*** TASK INPUTS Section Begins ***

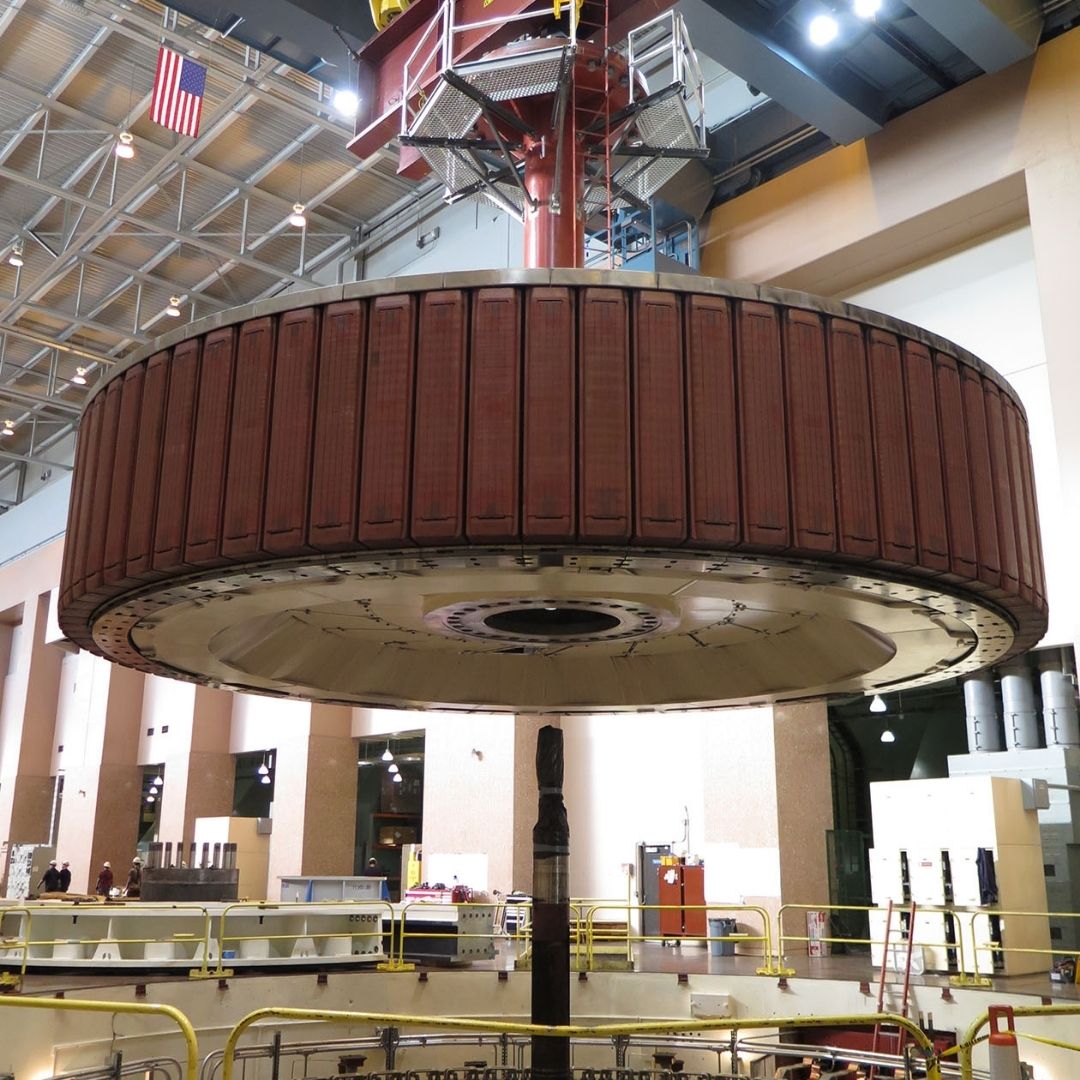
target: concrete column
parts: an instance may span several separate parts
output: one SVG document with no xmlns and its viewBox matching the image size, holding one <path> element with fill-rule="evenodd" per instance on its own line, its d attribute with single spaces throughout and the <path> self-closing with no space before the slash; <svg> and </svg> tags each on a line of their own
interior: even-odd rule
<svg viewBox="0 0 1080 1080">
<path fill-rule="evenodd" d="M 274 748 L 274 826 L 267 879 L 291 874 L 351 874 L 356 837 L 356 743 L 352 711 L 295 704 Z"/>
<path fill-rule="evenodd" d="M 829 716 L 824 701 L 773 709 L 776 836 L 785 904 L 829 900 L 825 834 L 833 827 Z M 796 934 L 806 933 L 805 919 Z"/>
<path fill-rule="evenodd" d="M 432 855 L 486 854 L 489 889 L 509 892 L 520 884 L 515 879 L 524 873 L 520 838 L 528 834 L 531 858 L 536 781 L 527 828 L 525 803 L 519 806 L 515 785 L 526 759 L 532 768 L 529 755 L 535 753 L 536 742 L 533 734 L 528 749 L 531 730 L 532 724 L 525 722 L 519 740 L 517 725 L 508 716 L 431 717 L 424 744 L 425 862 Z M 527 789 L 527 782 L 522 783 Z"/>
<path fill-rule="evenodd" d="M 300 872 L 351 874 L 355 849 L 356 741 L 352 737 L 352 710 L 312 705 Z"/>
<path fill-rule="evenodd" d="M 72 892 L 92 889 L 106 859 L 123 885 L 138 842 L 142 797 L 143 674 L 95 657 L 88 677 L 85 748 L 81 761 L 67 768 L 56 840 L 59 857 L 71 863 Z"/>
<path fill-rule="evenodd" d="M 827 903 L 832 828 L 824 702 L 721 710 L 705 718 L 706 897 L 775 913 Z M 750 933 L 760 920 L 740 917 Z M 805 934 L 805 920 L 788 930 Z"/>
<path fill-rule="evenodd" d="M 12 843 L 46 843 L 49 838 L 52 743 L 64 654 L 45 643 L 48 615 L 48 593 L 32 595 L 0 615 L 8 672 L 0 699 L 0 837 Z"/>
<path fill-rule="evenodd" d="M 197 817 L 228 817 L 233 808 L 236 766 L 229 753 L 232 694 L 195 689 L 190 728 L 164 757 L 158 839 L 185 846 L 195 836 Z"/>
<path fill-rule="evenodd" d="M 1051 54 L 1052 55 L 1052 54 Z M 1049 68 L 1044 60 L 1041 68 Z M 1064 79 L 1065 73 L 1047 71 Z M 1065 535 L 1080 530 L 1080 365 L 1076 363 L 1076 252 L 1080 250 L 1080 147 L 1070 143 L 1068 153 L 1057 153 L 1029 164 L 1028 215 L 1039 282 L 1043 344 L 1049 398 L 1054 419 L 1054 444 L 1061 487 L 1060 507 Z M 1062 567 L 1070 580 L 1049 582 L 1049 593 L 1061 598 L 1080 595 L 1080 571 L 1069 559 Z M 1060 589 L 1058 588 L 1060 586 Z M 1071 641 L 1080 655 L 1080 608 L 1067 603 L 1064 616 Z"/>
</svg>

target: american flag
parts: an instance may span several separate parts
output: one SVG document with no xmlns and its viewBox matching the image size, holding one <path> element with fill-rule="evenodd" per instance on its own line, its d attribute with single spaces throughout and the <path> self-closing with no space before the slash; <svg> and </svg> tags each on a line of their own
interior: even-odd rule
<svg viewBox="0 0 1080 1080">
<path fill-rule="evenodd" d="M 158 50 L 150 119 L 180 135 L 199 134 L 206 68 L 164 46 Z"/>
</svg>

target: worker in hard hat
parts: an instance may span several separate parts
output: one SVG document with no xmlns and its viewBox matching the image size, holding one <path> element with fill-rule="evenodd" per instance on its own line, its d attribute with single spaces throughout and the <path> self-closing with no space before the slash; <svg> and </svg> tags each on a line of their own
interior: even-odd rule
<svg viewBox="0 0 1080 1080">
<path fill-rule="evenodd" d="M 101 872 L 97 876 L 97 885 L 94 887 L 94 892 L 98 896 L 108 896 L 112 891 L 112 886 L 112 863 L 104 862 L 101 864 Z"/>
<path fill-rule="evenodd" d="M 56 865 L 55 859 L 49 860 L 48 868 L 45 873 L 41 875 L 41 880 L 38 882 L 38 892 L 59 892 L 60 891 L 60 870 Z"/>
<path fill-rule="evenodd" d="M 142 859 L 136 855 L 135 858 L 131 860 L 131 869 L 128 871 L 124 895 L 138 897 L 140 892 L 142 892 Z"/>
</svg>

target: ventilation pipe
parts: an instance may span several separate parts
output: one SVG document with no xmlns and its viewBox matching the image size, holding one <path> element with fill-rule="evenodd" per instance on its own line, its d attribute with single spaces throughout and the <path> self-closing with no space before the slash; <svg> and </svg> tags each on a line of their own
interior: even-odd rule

*** TASK INPUTS Section Ends ***

→ DIRECTIONS:
A word-for-word copy of the entries above is what is needed, without any images.

→ WORKED SOLUTION:
target: concrete column
parts: an instance may span several separate parts
output: one SVG document with no xmlns and its viewBox matching the image size, holding one <path> element with fill-rule="evenodd" per instance on its own line, its d attribute with single spaces throughout and the <path> self-closing with no space before the slash; <svg> and </svg> tags each on a line of their own
interior: even-odd rule
<svg viewBox="0 0 1080 1080">
<path fill-rule="evenodd" d="M 274 748 L 274 826 L 267 879 L 291 874 L 351 874 L 356 837 L 356 743 L 352 711 L 295 704 Z"/>
<path fill-rule="evenodd" d="M 829 716 L 824 701 L 773 709 L 776 836 L 785 904 L 829 900 L 825 834 L 833 827 Z M 796 934 L 806 933 L 805 919 Z"/>
<path fill-rule="evenodd" d="M 432 855 L 486 854 L 489 889 L 509 892 L 520 884 L 515 879 L 524 873 L 520 838 L 528 834 L 531 858 L 536 781 L 527 828 L 525 803 L 519 806 L 515 785 L 526 759 L 532 768 L 529 755 L 535 753 L 536 742 L 533 734 L 528 749 L 531 730 L 532 724 L 525 722 L 519 740 L 517 725 L 508 716 L 431 717 L 424 744 L 425 862 Z M 527 789 L 527 782 L 522 783 Z"/>
<path fill-rule="evenodd" d="M 300 872 L 351 874 L 355 849 L 356 741 L 352 737 L 352 710 L 312 705 Z"/>
<path fill-rule="evenodd" d="M 72 892 L 92 889 L 106 859 L 123 885 L 138 842 L 142 797 L 143 674 L 95 657 L 88 677 L 85 748 L 81 761 L 67 768 L 56 840 L 59 857 L 71 863 Z"/>
<path fill-rule="evenodd" d="M 827 903 L 832 828 L 824 702 L 721 710 L 705 718 L 706 897 L 775 913 Z M 750 933 L 760 920 L 740 917 Z M 805 934 L 805 920 L 788 930 Z"/>
<path fill-rule="evenodd" d="M 12 843 L 46 843 L 49 838 L 52 743 L 64 654 L 45 643 L 48 615 L 48 593 L 32 595 L 0 615 L 8 672 L 0 699 L 0 837 Z"/>
<path fill-rule="evenodd" d="M 197 817 L 228 817 L 233 808 L 236 766 L 229 753 L 232 694 L 195 689 L 190 728 L 164 757 L 158 839 L 185 846 L 195 836 Z"/>
<path fill-rule="evenodd" d="M 1051 54 L 1052 55 L 1052 54 Z M 1049 68 L 1044 60 L 1041 68 Z M 1064 79 L 1065 73 L 1047 71 Z M 1065 535 L 1080 530 L 1080 365 L 1076 363 L 1076 252 L 1080 250 L 1080 147 L 1070 143 L 1068 153 L 1057 153 L 1029 164 L 1028 215 L 1039 282 L 1043 344 L 1049 398 L 1054 419 L 1054 444 L 1061 487 L 1060 507 Z M 1062 567 L 1070 580 L 1049 582 L 1049 593 L 1061 598 L 1080 595 L 1080 571 L 1069 559 Z M 1060 589 L 1058 588 L 1060 586 Z M 1071 641 L 1080 655 L 1080 608 L 1067 603 L 1064 616 Z"/>
</svg>

target: american flag
parts: an instance may span several separate parts
output: one SVG document with no xmlns and its viewBox matching the image size, holding one <path> element with fill-rule="evenodd" per instance on its own line, its d attribute with single spaces throughout and the <path> self-closing with no space before the slash; <svg> and </svg> tags each on a line of their own
interior: even-odd rule
<svg viewBox="0 0 1080 1080">
<path fill-rule="evenodd" d="M 158 50 L 150 119 L 180 135 L 199 134 L 206 68 L 164 46 Z"/>
</svg>

target: worker in hard hat
parts: an instance may span several separate parts
output: one SVG document with no xmlns and its viewBox matching the image size, holding one <path> element with fill-rule="evenodd" per instance on its own line, its d attribute with single spaces throughout and the <path> self-closing with no space before the slash; <svg> and </svg> tags each on a line of their own
interior: even-odd rule
<svg viewBox="0 0 1080 1080">
<path fill-rule="evenodd" d="M 101 872 L 97 876 L 97 885 L 94 887 L 94 892 L 98 896 L 108 896 L 112 891 L 112 886 L 112 863 L 104 862 L 101 864 Z"/>
<path fill-rule="evenodd" d="M 56 865 L 55 859 L 49 860 L 48 868 L 45 873 L 41 875 L 41 880 L 38 882 L 38 892 L 59 892 L 60 891 L 60 870 Z"/>
<path fill-rule="evenodd" d="M 142 859 L 136 855 L 135 858 L 131 860 L 131 869 L 128 871 L 124 895 L 138 897 L 140 892 L 142 892 Z"/>
</svg>

target: ventilation pipe
parts: an instance may span several separate parts
output: one SVG document with no xmlns and its viewBox matching the image size, holding one <path> element with fill-rule="evenodd" per instance on its own line, its d attribute with single spaces throughout and the <path> self-closing with no space before the slash; <svg> and </svg> tags each on a line of their own
interior: even-odd rule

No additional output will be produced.